• [Selected extract]
· · · ·

# FS: 37 Gallon Tall



## Glenn B (May 1, 2010)

Good day folks,

Yes, it is almost Christmas time, and everyone is scrambling around looking for that perfect gift.
I have for sale, a 37 gal. tall aquarium with the following accessories.
Matching stand
Full glass top, brand new still in the box.
A matching light fixture, single flourecent (sp) 18 inch bulb. 
An in tank heater, and a selection of plastic plants you can choose from. There is no filter with this unit. 
I really want to move this tank. Its the last one I have as we leave the hobby.
Make me an offer (reasonable) and lets make someones Christmas a little brighter.
looking for offers between 200 and 7000 dollars. (this to comply with the rules of having a price on the article)
Thanks.


----------



## Tequilla (Nov 18, 2011)

Good evening,

As per site rules, You'll need to put a price.


----------



## Glenn B (May 1, 2010)

*Rules and price*

what is the point in putting a price on an article, when the folks on here automatically low ball the asking price. Why is that rule in place?? What does it accomplish except to start the cheap skates lathering up to get their ridiculous offers in. 
I think your rules need a tad of revamping, but to comply, I will put a price on the article.


----------



## gklaw (May 31, 2010)

· · · ·

From the aquarium sale thread, extract the passage from "# FS: 37 Gallon" up to and including "with this unit.".

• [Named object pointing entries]

· · · ·

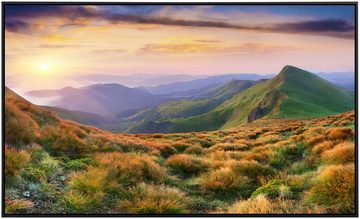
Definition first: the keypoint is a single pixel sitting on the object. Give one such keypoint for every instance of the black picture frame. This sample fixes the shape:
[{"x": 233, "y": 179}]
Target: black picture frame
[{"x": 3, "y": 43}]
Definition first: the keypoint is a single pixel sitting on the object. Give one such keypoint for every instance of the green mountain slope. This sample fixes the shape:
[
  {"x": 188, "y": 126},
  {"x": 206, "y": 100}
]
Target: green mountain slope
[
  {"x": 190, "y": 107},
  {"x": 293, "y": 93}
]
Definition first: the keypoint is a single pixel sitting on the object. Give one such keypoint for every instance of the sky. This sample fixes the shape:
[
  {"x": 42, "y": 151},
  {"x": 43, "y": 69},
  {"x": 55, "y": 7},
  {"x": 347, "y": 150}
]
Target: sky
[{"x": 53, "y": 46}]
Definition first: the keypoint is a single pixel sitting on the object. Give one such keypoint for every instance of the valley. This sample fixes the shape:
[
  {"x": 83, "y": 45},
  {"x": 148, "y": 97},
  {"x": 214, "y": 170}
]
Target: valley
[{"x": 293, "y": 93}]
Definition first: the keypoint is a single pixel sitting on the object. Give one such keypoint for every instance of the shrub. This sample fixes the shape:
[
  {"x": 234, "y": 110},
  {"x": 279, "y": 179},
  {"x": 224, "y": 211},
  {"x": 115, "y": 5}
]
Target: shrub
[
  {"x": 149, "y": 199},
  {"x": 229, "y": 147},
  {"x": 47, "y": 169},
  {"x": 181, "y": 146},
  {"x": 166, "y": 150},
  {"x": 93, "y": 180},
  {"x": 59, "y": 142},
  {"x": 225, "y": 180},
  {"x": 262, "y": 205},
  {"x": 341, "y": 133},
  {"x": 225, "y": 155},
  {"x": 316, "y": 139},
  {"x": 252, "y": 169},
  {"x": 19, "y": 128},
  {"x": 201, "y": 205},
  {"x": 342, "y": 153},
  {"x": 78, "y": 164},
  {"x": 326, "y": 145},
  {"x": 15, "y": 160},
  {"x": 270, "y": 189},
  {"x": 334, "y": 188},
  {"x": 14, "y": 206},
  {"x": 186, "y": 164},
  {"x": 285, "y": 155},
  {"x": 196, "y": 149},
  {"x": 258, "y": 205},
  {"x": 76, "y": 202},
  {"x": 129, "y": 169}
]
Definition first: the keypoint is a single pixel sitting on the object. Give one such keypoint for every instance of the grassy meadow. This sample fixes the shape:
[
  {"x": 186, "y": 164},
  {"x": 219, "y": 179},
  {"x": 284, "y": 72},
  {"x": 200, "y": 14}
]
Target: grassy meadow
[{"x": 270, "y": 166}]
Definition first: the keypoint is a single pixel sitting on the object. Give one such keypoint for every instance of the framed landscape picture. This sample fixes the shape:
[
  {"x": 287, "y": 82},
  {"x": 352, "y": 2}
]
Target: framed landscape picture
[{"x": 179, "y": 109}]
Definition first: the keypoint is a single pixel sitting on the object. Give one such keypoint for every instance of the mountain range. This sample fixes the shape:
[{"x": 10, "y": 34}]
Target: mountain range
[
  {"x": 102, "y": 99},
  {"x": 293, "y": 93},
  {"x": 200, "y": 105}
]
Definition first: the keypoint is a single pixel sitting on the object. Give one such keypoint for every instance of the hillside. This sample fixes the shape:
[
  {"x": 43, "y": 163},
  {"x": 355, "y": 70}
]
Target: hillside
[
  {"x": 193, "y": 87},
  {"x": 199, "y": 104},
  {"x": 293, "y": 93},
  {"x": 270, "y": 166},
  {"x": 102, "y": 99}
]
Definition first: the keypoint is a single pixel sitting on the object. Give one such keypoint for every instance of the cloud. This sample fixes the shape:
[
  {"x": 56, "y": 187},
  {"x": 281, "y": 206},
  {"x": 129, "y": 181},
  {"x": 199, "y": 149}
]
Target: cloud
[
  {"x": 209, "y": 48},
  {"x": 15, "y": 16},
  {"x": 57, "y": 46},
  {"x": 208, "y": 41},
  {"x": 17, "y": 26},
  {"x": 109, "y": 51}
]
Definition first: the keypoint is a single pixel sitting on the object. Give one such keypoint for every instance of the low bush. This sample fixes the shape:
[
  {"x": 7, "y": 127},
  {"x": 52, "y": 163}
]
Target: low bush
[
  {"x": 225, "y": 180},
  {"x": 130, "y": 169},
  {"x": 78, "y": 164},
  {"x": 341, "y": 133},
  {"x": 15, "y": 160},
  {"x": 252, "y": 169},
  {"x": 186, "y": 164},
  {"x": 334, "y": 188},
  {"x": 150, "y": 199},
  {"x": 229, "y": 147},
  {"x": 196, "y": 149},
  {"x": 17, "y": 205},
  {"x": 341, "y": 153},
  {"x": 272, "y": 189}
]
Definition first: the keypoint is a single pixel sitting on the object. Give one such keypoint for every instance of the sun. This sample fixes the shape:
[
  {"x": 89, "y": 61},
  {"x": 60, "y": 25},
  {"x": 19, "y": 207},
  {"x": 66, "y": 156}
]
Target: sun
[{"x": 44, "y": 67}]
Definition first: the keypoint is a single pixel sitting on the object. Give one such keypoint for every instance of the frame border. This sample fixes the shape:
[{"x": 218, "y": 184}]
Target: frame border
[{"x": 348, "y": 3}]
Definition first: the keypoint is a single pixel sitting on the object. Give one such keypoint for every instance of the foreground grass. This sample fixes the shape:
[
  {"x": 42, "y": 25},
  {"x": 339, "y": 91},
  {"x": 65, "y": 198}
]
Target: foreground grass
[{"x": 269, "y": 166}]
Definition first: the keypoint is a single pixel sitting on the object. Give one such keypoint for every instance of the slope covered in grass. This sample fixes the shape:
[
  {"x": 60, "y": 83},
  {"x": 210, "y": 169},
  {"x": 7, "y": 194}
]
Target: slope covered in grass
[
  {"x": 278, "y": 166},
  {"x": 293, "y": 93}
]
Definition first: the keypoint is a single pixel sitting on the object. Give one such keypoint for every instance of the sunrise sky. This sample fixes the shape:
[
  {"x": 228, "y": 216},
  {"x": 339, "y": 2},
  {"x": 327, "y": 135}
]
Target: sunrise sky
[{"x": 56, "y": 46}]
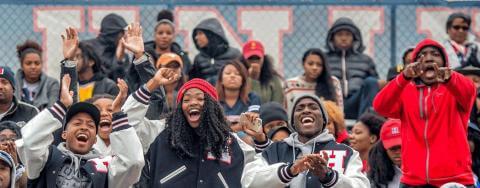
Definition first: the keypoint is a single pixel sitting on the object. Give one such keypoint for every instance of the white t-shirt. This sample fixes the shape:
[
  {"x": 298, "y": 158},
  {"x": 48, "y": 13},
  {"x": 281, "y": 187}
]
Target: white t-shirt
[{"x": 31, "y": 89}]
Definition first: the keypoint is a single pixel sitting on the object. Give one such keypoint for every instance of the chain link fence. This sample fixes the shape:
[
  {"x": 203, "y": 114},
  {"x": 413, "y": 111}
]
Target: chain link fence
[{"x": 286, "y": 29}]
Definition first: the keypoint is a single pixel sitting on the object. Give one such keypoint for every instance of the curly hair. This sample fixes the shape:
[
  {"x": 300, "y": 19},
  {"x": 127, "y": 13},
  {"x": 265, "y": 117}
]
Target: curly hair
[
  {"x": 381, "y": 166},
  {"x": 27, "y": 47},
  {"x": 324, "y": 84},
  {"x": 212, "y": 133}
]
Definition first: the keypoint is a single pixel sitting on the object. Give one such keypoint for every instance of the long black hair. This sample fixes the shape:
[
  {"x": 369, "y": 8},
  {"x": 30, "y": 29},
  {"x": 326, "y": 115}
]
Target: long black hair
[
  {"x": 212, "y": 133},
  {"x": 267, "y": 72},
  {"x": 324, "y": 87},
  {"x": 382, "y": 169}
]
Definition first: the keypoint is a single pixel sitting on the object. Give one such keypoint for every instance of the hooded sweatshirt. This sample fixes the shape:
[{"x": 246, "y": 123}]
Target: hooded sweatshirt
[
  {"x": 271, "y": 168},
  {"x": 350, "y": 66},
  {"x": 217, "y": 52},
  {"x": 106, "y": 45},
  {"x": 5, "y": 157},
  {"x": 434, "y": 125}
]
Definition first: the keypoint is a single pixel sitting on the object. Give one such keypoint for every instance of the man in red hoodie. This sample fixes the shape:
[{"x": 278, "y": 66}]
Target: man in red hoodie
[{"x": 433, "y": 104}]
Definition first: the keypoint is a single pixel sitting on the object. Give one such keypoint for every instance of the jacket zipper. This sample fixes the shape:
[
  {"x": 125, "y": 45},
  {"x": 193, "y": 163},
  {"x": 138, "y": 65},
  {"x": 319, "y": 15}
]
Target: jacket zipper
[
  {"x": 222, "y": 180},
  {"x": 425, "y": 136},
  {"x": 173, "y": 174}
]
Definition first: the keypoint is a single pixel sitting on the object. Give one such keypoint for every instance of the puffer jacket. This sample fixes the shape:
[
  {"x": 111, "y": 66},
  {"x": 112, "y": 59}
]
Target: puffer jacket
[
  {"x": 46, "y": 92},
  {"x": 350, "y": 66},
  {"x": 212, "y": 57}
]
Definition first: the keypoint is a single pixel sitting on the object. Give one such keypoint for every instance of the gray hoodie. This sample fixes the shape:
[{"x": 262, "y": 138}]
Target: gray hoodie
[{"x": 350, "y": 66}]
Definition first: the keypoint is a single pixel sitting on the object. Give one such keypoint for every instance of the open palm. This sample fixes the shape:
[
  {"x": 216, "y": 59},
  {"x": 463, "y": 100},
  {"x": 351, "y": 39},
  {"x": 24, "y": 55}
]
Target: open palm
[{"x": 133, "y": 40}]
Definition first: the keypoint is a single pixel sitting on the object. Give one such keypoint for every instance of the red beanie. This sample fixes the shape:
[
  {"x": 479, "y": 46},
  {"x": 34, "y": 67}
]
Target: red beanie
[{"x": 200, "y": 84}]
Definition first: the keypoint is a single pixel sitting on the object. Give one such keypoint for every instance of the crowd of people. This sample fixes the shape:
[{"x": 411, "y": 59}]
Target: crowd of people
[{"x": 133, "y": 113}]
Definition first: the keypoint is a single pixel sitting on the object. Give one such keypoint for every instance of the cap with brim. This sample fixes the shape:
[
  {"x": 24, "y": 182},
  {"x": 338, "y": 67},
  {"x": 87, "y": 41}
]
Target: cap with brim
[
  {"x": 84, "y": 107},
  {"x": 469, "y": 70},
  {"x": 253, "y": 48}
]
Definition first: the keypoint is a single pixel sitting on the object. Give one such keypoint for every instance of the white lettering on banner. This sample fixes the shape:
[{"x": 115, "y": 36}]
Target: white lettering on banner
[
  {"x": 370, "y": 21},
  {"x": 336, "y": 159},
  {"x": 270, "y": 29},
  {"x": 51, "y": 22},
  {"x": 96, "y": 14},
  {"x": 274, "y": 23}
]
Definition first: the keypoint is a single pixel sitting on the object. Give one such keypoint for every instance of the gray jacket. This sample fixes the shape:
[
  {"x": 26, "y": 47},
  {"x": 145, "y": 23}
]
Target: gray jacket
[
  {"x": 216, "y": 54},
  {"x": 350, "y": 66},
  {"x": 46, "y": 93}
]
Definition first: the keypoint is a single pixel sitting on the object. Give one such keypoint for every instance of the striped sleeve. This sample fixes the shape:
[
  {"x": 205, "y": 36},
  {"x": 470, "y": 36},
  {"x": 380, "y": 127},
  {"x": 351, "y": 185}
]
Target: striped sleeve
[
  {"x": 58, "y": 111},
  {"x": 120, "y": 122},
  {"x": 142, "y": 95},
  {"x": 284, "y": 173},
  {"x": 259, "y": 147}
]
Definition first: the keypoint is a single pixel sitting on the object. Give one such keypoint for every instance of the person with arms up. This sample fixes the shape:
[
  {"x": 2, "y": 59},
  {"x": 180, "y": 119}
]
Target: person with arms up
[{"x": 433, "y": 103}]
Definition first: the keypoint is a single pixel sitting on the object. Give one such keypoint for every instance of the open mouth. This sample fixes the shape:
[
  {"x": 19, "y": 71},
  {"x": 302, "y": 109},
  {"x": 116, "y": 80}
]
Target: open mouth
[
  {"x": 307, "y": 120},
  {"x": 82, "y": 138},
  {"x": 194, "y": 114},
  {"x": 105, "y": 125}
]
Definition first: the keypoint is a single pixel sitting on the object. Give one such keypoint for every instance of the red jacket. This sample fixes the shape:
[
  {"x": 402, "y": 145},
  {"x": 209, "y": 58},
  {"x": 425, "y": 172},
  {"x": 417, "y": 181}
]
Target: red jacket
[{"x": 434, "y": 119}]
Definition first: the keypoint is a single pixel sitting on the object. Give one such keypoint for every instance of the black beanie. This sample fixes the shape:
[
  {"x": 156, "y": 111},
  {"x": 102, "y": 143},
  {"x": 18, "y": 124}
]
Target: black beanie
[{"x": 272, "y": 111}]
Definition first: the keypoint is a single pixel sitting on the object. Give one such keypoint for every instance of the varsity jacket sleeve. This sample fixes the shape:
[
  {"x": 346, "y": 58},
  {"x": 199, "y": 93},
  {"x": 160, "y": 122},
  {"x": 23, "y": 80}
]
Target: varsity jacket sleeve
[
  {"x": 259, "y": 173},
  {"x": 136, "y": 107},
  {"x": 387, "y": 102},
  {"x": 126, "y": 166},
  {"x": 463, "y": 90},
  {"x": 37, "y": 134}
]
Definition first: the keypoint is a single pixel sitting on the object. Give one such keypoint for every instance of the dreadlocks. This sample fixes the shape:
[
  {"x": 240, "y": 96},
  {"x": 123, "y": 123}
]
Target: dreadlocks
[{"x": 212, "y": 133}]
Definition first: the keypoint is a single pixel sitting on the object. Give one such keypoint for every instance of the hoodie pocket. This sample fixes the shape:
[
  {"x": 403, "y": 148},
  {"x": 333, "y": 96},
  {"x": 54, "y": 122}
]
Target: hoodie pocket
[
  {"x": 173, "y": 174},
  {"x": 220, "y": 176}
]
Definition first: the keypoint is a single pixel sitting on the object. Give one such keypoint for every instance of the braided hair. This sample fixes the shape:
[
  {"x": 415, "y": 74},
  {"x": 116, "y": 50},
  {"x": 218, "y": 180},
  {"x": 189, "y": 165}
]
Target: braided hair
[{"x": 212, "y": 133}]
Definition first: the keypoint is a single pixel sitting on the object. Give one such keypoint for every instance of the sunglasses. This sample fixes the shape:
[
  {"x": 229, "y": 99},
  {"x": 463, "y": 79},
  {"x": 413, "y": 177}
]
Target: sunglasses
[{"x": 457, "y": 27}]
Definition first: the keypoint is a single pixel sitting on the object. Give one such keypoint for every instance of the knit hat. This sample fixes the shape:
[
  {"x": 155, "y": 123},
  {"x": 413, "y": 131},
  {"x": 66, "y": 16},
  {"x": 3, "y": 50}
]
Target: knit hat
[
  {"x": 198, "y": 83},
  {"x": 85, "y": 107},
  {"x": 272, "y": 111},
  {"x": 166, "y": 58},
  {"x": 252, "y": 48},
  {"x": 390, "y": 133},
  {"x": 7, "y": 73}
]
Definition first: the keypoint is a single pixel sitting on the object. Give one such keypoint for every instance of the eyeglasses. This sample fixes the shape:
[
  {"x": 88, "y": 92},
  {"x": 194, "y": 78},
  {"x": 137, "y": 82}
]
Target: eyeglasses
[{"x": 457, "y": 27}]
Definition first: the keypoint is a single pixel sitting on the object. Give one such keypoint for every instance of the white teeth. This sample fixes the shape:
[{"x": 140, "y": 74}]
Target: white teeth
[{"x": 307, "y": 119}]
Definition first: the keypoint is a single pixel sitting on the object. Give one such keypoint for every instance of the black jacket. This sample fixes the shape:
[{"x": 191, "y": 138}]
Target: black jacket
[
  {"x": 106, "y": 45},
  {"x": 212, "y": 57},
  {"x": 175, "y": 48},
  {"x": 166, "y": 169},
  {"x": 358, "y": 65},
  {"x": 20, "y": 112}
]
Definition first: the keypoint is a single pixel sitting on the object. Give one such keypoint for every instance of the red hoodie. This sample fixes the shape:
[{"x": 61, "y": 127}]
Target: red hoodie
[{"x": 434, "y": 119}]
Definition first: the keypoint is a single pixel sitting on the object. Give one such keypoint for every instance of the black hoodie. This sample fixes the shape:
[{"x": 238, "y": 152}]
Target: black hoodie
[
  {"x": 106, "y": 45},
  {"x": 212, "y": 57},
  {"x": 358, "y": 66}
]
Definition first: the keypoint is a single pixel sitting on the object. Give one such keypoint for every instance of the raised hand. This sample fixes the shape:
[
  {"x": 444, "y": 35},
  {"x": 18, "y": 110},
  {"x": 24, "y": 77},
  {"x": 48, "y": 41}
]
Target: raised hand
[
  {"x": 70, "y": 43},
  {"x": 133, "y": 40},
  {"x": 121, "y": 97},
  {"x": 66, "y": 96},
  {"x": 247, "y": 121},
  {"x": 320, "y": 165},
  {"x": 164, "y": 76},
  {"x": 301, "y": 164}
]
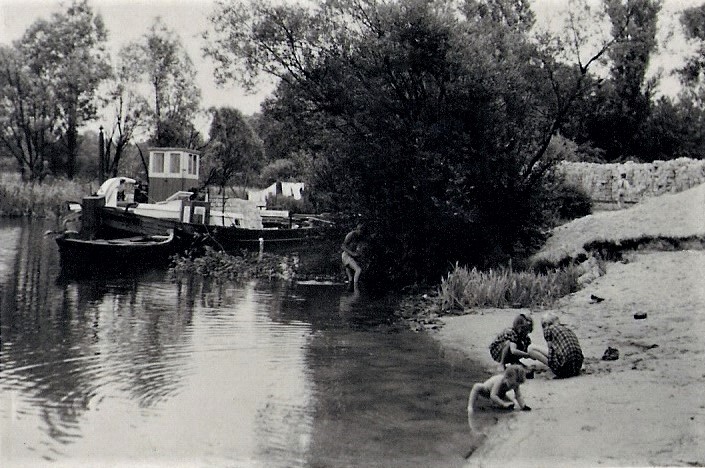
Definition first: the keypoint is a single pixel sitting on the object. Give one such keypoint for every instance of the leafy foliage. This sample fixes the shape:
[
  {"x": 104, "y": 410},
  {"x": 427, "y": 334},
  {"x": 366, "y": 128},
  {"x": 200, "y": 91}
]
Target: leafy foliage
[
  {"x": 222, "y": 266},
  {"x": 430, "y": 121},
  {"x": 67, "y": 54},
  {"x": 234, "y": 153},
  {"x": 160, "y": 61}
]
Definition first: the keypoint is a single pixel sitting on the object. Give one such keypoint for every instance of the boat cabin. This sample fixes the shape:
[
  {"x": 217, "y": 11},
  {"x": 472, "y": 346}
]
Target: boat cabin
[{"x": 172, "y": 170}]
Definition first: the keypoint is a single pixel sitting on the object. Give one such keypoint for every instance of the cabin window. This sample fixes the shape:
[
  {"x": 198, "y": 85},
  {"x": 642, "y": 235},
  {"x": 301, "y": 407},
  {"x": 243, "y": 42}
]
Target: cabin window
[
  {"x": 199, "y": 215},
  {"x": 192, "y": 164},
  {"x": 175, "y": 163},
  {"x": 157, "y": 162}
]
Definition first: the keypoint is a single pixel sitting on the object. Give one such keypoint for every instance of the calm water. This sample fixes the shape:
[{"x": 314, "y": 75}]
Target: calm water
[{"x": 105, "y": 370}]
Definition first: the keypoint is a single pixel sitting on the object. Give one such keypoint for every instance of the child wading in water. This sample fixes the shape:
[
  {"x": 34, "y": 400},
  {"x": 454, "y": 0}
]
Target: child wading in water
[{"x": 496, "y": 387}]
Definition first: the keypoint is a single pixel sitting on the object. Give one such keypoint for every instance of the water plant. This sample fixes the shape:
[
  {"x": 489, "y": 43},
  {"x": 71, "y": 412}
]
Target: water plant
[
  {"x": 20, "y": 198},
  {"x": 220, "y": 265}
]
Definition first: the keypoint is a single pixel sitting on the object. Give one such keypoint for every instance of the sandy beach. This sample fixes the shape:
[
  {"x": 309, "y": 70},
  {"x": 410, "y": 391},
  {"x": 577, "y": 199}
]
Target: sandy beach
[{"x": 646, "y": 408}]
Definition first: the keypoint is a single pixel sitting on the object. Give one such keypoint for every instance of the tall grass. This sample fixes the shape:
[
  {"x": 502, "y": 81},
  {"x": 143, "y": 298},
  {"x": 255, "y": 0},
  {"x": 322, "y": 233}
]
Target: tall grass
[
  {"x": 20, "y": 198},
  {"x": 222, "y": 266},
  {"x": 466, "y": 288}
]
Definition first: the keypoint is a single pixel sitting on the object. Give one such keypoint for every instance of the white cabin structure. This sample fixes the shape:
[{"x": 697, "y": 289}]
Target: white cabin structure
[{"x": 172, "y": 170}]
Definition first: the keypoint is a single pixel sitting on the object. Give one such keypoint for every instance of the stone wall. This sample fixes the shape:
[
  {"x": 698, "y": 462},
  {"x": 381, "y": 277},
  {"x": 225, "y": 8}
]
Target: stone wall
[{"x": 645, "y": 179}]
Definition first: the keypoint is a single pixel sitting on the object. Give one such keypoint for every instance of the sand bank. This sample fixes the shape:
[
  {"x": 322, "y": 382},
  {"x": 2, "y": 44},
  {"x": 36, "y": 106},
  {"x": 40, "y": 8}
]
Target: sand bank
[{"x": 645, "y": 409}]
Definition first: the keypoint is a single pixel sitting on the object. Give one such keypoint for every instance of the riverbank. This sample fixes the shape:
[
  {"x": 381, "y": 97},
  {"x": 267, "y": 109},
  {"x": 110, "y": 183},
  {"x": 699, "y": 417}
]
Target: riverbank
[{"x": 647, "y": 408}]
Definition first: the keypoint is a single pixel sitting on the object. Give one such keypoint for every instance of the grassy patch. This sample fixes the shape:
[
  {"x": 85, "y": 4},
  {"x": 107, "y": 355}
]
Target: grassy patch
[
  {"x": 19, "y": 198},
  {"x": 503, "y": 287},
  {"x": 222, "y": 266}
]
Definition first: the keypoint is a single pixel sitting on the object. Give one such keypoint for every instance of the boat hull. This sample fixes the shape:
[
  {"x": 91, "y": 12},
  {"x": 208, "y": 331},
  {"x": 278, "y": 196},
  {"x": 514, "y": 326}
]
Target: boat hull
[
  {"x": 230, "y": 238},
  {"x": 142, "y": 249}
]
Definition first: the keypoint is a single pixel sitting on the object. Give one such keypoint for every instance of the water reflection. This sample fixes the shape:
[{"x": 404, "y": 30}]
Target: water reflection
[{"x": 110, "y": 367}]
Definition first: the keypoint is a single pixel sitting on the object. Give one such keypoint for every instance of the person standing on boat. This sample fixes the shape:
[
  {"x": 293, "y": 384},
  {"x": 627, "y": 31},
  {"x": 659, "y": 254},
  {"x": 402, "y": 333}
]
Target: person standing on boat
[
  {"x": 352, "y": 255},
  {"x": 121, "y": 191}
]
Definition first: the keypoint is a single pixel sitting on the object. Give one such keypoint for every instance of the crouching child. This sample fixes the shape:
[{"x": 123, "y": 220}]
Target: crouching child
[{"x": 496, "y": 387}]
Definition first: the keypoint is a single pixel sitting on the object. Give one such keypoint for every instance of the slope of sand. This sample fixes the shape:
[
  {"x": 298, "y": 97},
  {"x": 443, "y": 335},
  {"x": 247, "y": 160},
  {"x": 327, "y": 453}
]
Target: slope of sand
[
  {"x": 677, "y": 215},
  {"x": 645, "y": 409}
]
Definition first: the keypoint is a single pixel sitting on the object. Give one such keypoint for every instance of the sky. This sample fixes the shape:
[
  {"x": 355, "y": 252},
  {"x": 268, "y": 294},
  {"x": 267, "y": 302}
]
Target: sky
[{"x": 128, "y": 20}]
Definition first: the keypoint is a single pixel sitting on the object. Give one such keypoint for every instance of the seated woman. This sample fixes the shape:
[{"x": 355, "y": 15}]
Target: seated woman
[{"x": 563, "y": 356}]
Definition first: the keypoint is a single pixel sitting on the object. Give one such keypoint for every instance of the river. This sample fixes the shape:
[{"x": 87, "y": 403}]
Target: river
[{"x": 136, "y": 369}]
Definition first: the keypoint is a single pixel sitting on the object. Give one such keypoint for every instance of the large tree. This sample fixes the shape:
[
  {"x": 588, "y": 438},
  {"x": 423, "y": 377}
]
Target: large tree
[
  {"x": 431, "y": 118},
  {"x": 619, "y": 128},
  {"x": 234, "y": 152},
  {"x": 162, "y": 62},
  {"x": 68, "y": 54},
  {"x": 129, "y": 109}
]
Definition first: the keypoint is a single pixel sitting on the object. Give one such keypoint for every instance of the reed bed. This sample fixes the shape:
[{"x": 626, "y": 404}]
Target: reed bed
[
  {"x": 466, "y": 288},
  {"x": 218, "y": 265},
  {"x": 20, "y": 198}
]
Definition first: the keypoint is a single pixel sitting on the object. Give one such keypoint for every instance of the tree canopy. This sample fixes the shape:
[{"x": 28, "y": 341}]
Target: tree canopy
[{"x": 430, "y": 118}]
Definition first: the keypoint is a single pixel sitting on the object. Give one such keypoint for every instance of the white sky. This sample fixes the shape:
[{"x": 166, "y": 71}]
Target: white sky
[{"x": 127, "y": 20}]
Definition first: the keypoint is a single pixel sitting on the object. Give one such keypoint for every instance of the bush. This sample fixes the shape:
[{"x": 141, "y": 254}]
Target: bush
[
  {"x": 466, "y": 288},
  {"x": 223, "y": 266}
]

· · · ·

• [Solution to the exercise]
# FS: 37 Gallon Tall



## Glenn B (May 1, 2010)

Good day folks,

Yes, it is almost Christmas time, and everyone is scrambling around looking for that perfect gift.
I have for sale, a 37 gal. tall aquarium with the following accessories.
Matching stand
Full glass top, brand new still in the box.
A matching light fixture, single flourecent (sp) 18 inch bulb. 
An in tank heater, and a selection of plastic plants you can choose from. There is no filter with this unit.